Le banche europee soffrono di prestiti concessi il cui rientro è a rischio; si chiamano crediti problematici. Una situazione che si è aggravata con la crisi. Al 30 giugno 2010 le 13 banche quotate a Piazza Affari soffrivano, al netto di rettifiche 90,138 miliardi di prestiti problematici. Un anno prima ammontavano a 65,5 miliardi. In termini percentuali sul totale, se nel 2009 i prestiti deteriorati erano il 4,52% nel 2010 sono saliti al 6,22%.
Nell’ambiente si ritiene non preoccupante questa tendenza, anche se non si può nascondere che in assenza di un rilancio dell’economia, un dato di questo tipo pesa non poco sui bilanci aziendali. Ed ecco il punto cruciale! Anche le banche tedesche sono fortemente esposte e in crisi come quelle italiane, ma si spera nel superamento della crisi. Se questa, come sembra, non dovesse confermarsi, allora il quadro generale e quello bancario in particolare si farebbe veramente difficile, ipotizzando scenari “americani”. Più specificatamente, le banche esposte in Italia hanno valori “medi”. Nel dettaglio il Banco Popolare è tra gli istituti che hanno visto salire di più, semestre su semestre, i propri crediti deteriorati netti: da 9,9 a 9,2 miliardi. Su questo valore gioca molto però il consolidamento di Italease. Segue Intesa San Paolo che al 30 giugno 2010 aveva 20,8 miliardi di prestiti problematici, anche se sembra che ci sia un miglioramento verso settembre. Su questa strada è avviata anche la Popolare di Milano.

• • •

Obiettivo A:
Secondo l'estratto, a quanto ammontavano i prestiti problematici delle 13 banche quotate a Piazza Affari un anno prima del 30 giugno 2010?
Obiettivo B:
Modifica il passo dell'estratto che parte da "Le banche europee" e arriva a "saliti al 6,22%.", mettendo "crediti a rischio" al posto di "crediti problematici".
Il materiale non ha alcun ruolo in questo.

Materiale
• • •

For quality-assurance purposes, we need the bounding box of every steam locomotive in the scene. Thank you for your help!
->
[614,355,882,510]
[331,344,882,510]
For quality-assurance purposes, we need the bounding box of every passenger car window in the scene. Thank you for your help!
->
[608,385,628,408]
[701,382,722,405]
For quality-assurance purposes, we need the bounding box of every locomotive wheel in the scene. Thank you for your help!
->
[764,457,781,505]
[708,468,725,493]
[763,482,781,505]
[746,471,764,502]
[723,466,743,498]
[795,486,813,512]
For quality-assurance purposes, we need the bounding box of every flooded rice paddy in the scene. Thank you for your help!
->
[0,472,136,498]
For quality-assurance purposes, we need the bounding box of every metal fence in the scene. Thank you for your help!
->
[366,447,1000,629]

• • •

Risposta scritta A:
65,5 miliardi.

Risposta scritta B:
Le banche europee soffrono di prestiti concessi il cui rientro è a rischio; si chiamano crediti a rischio. Una situazione che si è aggravata con la crisi. Al 30 giugno 2010 le 13 banche quotate a Piazza Affari soffrivano, al netto di rettifiche 90,138 miliardi di prestiti problematici. Un anno prima ammontavano a 65,5 miliardi. In termini percentuali sul totale, se nel 2009 i prestiti deteriorati erano il 4,52% nel 2010 sono saliti al 6,22%.